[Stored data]
▶
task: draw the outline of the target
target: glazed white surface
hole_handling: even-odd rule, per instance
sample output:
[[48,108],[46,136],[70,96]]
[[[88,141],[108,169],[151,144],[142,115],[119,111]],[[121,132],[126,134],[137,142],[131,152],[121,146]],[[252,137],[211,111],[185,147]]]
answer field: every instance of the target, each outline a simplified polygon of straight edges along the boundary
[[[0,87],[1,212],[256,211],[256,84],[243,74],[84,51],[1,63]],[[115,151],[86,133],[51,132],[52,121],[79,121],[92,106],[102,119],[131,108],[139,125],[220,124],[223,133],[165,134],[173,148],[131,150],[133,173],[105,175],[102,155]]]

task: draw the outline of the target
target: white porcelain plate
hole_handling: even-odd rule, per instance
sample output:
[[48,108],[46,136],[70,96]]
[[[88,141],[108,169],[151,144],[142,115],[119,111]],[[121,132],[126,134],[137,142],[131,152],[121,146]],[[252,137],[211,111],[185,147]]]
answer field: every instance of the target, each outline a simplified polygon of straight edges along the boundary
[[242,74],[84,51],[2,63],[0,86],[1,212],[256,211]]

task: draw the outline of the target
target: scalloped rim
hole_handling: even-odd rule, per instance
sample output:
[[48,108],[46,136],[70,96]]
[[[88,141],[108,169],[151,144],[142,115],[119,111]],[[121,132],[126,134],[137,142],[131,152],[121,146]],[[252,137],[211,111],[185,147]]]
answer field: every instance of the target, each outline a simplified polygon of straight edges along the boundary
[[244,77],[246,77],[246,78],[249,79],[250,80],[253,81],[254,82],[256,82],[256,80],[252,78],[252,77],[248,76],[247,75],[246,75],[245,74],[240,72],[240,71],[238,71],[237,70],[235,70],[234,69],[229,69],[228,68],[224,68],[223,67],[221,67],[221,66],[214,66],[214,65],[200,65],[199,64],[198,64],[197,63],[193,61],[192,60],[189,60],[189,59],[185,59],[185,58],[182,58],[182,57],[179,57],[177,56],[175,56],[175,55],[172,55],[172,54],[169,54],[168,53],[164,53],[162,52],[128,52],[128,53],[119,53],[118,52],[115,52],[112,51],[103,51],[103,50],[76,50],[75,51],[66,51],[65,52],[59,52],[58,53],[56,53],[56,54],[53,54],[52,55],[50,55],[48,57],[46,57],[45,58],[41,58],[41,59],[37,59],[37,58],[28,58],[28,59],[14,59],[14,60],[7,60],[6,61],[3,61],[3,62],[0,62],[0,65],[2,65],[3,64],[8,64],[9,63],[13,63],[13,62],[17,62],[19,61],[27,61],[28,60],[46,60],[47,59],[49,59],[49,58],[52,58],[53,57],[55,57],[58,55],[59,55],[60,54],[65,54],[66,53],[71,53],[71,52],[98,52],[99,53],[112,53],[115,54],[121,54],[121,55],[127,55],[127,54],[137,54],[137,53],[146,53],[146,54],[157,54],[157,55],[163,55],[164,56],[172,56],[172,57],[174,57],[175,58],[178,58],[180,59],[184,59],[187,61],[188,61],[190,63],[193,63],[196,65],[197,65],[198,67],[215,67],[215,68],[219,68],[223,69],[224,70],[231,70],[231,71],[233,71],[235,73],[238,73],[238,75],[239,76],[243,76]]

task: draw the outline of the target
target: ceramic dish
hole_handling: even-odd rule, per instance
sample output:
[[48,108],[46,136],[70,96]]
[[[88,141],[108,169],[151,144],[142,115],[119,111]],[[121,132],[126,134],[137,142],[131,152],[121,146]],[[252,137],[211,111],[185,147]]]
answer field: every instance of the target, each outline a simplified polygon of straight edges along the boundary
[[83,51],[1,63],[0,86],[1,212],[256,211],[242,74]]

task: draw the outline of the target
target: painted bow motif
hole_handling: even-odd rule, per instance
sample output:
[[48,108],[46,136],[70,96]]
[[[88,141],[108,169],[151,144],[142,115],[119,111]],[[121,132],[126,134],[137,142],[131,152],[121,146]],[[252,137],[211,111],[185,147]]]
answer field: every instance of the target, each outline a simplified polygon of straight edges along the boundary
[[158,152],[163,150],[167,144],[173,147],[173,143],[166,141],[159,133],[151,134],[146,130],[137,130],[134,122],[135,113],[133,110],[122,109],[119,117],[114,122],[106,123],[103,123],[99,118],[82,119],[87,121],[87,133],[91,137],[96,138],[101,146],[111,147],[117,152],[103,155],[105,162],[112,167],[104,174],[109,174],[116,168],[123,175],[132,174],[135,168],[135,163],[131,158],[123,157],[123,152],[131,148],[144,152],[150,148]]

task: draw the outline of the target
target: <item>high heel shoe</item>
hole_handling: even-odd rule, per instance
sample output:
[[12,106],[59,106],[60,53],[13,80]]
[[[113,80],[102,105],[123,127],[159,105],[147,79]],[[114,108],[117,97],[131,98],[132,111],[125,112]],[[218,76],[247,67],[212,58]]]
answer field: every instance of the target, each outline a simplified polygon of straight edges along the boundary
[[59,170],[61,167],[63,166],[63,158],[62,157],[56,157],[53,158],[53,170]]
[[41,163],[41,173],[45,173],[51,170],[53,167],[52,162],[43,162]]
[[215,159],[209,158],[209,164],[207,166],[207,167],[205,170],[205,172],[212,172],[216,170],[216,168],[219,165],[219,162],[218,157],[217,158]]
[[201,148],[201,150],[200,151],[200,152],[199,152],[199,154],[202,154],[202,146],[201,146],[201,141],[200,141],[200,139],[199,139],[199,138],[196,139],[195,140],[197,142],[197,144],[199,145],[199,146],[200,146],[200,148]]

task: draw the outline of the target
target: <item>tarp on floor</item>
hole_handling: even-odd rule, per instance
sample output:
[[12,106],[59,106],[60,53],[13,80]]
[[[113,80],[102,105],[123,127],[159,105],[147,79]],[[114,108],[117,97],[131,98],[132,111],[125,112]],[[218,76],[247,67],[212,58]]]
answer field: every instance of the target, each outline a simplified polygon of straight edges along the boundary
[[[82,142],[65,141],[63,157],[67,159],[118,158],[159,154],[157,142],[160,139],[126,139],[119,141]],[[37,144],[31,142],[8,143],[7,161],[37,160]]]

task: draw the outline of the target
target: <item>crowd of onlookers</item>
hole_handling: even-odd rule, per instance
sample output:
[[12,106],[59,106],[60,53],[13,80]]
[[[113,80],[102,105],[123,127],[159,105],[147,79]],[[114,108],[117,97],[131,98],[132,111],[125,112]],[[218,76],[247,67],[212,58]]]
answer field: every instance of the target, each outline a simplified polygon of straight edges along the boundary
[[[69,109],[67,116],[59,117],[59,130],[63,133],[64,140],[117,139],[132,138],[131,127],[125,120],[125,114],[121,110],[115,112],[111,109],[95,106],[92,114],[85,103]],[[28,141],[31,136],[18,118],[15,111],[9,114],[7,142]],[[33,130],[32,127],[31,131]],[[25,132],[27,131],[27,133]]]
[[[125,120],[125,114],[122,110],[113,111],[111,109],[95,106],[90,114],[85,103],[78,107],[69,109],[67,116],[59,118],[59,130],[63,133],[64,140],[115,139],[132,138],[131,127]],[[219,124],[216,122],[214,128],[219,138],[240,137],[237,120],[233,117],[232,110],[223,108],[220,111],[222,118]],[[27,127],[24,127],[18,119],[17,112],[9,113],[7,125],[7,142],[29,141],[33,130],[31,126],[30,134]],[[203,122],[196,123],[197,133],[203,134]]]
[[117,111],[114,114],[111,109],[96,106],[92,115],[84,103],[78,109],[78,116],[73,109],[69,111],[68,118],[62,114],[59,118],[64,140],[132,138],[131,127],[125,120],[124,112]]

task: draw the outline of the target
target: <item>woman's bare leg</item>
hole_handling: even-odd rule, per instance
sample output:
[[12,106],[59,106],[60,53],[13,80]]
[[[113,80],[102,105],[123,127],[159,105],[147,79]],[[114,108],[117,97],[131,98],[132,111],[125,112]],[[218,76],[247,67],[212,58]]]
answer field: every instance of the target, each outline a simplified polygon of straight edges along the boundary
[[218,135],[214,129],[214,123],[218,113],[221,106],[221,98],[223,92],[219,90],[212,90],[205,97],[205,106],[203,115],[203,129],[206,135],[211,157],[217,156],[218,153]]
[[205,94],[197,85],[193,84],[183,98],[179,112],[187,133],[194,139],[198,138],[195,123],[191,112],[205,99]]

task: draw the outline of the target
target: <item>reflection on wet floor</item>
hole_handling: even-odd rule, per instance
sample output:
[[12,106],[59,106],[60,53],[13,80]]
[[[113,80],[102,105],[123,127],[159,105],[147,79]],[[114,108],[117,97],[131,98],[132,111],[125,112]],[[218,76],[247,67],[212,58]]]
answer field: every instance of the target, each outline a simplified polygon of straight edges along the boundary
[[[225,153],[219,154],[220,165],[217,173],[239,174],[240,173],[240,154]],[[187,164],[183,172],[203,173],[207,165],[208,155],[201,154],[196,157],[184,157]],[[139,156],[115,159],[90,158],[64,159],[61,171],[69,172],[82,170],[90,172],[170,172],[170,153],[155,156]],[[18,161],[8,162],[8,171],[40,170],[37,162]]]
◀
Copy the rows from the beginning up to and including the line with "[[242,74],[84,51],[2,63],[0,86],[1,212],[256,211]]", keeping the requests unchanged and increasing every coordinate in the answers by 38.

> **ANSWER BELOW**:
task: draw the outline of the target
target: glazed white surface
hole_handling: even-odd rule, per instance
sample output:
[[48,108],[46,136],[70,96]]
[[[88,141],[108,169],[151,144],[142,115],[119,111]],[[121,132],[126,134],[137,142],[131,152],[121,146]],[[252,137],[211,111],[185,147]]]
answer field: every instance of the target, each outline a simplified polygon of straight edges along the boundary
[[[38,125],[39,250],[294,249],[294,122],[281,112],[122,89],[39,101]],[[153,189],[124,171],[89,170],[90,159],[117,159],[130,144],[140,157],[169,146],[177,163],[258,162],[261,171],[203,172],[211,186],[169,188],[171,211],[143,213],[140,193]]]

task: draw the outline of the target
target: white porcelain plate
hole_handling: even-odd rule, per instance
sample output:
[[48,108],[46,136],[70,96]]
[[[88,141],[108,169],[151,144],[142,115],[119,111]],[[121,132],[126,134],[137,142],[131,152],[121,146]],[[252,137],[211,111],[185,147]]]
answer field: every instance of the target, each outline a simplified polygon of straight edges along the boundary
[[280,112],[122,89],[40,101],[38,124],[39,250],[294,249]]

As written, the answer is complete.